Foreign Business Travel Requirements
All international travelers are required to have proper documentation before leaving the United States. You must have a current U.S. passport, visas from certain host countries, and—in some instances—vaccination records.
Start preparing early. Businesses should allow at least 6 to 8 weeks to acquire all the necessary documents.
All travel outside the United States and its possessions requires a valid U.S. passport. Information is available from the nearest local passport office. You can also get information on passports, applications, and renewals from the U.S. Department of State. If you are in a hurry, express service is available for a fee.
Many countries require visas, which cannot be obtained through the U.S. Passport Services Directorate. Visas are provided by a foreign country’s embassy or consulate in the United States for a small fee. You must have a current U.S. passport to obtain a visa, and in many cases, a recent photo is required. Allow several weeks to obtain visas, especially if you are traveling to developing nations.
Some foreign countries require visas for business travel, but not for tourist travel. When you request visas from a consulate or an embassy, you should notify the authorities that you will be conducting business.
Check visa requirements each time you travel to a country, since regulations change periodically.

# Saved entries
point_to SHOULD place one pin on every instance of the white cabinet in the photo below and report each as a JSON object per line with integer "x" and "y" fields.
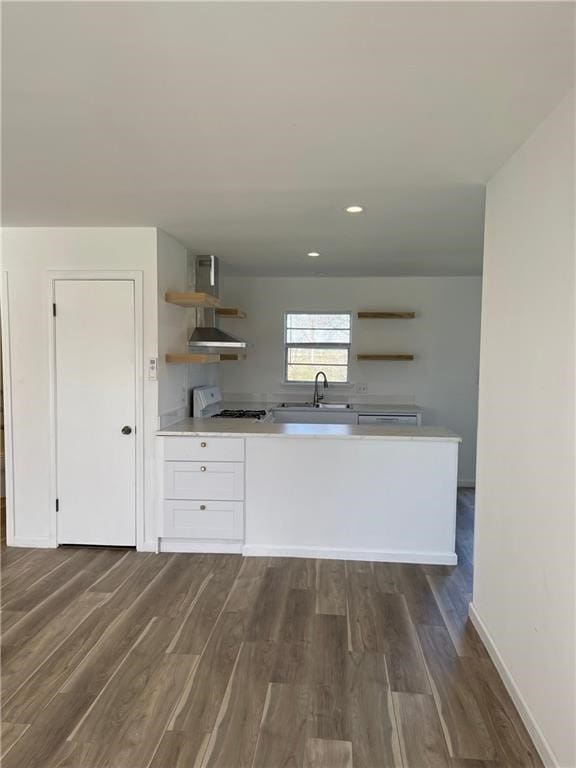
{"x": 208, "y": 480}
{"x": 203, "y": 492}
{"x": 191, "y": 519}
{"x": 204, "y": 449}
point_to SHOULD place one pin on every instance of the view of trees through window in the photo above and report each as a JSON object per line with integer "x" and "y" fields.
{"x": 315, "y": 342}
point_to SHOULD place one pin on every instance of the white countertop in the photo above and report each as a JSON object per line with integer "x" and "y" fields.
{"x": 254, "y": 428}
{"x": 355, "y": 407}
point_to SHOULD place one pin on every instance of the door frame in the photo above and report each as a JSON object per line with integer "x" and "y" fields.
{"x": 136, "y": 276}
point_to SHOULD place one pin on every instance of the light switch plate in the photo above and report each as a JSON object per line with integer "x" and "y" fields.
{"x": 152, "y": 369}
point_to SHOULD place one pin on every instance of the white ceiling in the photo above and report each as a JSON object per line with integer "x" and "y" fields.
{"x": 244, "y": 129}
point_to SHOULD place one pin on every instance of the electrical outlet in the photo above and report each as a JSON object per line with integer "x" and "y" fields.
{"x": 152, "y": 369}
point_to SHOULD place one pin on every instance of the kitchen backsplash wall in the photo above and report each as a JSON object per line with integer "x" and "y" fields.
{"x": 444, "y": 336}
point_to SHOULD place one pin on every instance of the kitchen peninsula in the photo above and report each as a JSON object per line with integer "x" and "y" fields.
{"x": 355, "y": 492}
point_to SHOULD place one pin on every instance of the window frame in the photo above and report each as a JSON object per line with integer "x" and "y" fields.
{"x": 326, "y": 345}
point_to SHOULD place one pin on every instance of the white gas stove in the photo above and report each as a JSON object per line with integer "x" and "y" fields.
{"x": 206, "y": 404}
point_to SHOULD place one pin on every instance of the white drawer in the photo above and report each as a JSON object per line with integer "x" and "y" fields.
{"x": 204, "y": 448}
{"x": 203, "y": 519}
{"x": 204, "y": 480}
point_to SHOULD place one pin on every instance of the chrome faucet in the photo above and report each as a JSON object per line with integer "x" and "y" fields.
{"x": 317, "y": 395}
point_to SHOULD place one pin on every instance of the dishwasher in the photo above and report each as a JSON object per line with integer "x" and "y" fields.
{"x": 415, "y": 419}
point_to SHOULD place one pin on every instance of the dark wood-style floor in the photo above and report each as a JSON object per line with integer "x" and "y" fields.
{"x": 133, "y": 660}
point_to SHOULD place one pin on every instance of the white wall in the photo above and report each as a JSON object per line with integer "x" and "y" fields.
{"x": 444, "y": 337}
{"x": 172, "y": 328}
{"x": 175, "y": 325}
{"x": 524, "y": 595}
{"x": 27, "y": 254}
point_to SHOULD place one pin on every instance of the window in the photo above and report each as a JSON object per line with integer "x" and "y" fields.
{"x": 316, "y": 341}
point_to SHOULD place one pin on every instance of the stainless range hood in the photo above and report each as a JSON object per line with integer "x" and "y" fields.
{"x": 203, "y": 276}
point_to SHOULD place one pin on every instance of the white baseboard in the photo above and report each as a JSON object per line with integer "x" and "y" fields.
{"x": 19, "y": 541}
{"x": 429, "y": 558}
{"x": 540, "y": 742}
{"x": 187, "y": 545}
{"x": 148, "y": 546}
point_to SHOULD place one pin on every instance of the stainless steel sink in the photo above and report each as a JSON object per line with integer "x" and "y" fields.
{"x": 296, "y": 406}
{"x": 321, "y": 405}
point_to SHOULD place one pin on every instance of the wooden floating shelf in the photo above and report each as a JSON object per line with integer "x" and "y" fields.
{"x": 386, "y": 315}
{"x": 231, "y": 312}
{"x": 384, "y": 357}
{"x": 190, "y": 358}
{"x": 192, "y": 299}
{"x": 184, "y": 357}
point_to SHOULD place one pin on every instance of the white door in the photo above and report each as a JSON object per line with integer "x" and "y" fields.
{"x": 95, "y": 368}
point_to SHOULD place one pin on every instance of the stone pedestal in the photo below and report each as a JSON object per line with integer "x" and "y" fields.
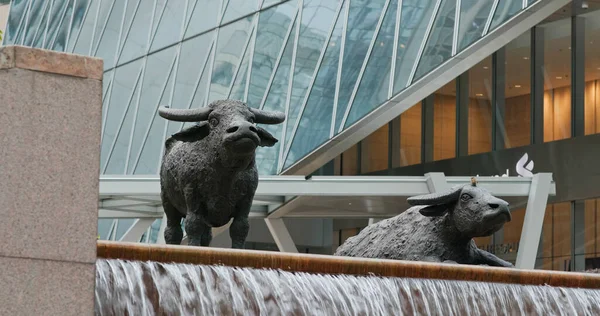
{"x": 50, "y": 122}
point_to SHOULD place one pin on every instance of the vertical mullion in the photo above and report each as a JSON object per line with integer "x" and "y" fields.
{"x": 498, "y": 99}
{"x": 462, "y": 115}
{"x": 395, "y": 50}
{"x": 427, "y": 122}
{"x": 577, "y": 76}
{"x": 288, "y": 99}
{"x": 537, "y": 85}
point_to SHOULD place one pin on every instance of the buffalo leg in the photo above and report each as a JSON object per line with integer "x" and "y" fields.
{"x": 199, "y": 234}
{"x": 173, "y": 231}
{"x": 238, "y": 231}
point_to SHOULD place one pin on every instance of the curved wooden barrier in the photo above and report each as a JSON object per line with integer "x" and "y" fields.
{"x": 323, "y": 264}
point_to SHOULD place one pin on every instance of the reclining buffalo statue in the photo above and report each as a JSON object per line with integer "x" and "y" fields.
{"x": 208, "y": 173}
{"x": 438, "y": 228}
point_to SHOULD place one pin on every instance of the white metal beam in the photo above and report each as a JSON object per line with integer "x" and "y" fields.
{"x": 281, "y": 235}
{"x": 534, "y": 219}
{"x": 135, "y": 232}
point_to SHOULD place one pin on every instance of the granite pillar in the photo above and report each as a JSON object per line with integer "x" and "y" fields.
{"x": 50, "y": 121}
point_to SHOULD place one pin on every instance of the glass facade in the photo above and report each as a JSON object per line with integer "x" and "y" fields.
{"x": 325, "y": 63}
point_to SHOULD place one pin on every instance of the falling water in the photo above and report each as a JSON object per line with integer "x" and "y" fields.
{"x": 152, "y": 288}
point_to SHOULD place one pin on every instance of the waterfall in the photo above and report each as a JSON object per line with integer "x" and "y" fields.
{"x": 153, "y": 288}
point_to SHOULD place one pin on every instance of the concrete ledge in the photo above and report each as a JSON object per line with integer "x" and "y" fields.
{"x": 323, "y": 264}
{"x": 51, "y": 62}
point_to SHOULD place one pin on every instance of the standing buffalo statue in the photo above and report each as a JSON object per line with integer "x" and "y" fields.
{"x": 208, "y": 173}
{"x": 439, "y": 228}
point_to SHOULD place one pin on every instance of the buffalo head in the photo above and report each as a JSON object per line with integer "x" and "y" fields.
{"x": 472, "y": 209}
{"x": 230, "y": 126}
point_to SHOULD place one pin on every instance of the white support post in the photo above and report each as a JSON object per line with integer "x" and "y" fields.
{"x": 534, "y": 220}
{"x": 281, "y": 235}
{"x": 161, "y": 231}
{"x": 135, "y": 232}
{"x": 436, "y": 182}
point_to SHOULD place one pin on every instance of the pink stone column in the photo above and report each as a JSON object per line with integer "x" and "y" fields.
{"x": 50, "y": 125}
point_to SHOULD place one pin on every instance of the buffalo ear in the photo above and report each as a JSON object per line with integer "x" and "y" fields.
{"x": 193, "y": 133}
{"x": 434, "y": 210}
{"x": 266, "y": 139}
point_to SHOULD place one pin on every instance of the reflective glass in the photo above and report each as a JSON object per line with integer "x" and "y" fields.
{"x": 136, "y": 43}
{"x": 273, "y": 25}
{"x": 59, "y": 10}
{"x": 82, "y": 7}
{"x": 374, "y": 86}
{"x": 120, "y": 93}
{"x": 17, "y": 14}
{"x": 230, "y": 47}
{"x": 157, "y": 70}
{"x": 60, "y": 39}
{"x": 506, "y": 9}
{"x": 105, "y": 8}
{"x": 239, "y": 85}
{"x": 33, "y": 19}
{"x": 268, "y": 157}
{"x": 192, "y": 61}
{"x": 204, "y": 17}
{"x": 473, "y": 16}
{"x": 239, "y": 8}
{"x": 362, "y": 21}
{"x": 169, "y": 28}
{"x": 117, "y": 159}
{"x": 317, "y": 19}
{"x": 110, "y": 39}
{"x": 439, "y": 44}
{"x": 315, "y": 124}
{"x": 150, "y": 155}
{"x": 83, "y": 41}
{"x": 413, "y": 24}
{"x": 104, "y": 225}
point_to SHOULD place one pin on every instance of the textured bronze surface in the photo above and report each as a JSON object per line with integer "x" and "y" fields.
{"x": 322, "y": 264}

# Activity A
Reproduce word for word the passage of the text on foreign business travel requirements that begins at the words "Many countries require" and stops after "be conducting business.".
# Activity B
According to the text on foreign business travel requirements, why should travelers check visa requirements each time they travel to a country? Answer in one to three sentences.
# Activity C
Extend the text on foreign business travel requirements by continuing it after its final sentence.

# Response A
Many countries require visas, which cannot be obtained through the U.S. Passport Services Directorate. Visas are provided by a foreign country’s embassy or consulate in the United States for a small fee. You must have a current U.S. passport to obtain a visa, and in many cases, a recent photo is required. Allow several weeks to obtain visas, especially if you are traveling to developing nations.
Some foreign countries require visas for business travel, but not for tourist travel. When you request visas from a consulate or an embassy, you should notify the authorities that you will be conducting business.

# Response B
Travelers should check visa requirements before every trip to a country because visa regulations change periodically.

# Response C
Requirements for vaccinations differ by country. Although there may not be any restrictions on direct travel to and from the United States, there may be restrictions if you travel indirectly and stop over in another country before reaching your final destination. Although not required, vaccinations against typhus, typhoid, and other diseases are advisable. Check the Centers for Disease Control and Prevention (CDC) website for current conditions by country and region.
Because foreign customs regulations vary by country, find out which regulations apply to each country you plan to visit.
If you’re bringing a product for demonstration or sample purposes, an ATA carnet may be helpful.
Find out if there are travel advisories issued by the U.S. Department of State for the countries you plan to visit. Advisories alert travelers to potentially dangerous in-country situations.
Prepare for different weather conditions. Seasonal weather conditions in the countries could be different from conditions at home.
Address health care issues. Plan appropriately with respect to prescription drugs, health insurance, vaccinations, and other matters, including dietary needs and preferences.
Think about money. U.S. banks can provide a list of automatic teller machines overseas, exchange rates, and traveler’s checks.